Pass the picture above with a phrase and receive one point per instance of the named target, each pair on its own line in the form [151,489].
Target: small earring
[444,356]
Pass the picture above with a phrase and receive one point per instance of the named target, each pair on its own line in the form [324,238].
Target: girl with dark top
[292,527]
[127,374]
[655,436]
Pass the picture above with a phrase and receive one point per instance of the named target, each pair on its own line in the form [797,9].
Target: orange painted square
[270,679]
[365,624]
--
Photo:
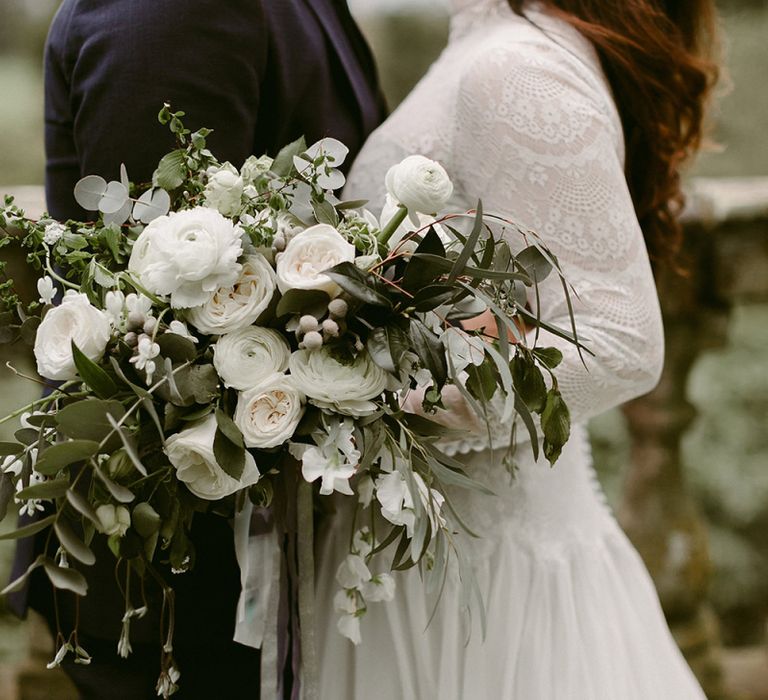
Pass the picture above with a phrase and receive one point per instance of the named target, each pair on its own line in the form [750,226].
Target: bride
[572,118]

→ **What you are asked to do**
Only lines holding "form" are wanted; copy all of them from the listing.

→ **Answer section**
Pass the picture above with a phrase and receive one point per instance of the named target, each pair on its own line in the form [151,489].
Pass the picture above with a phrase and receive one point per instance of the named target, each pair on its own line in the form [324,238].
Pass the picture above with a phrase and receive one point per instance of the named target, each pair on its own line in the form [797,9].
Pass the picture above with a phrase and receive one point per instance of the named target, each pair on its own line in the form [750,226].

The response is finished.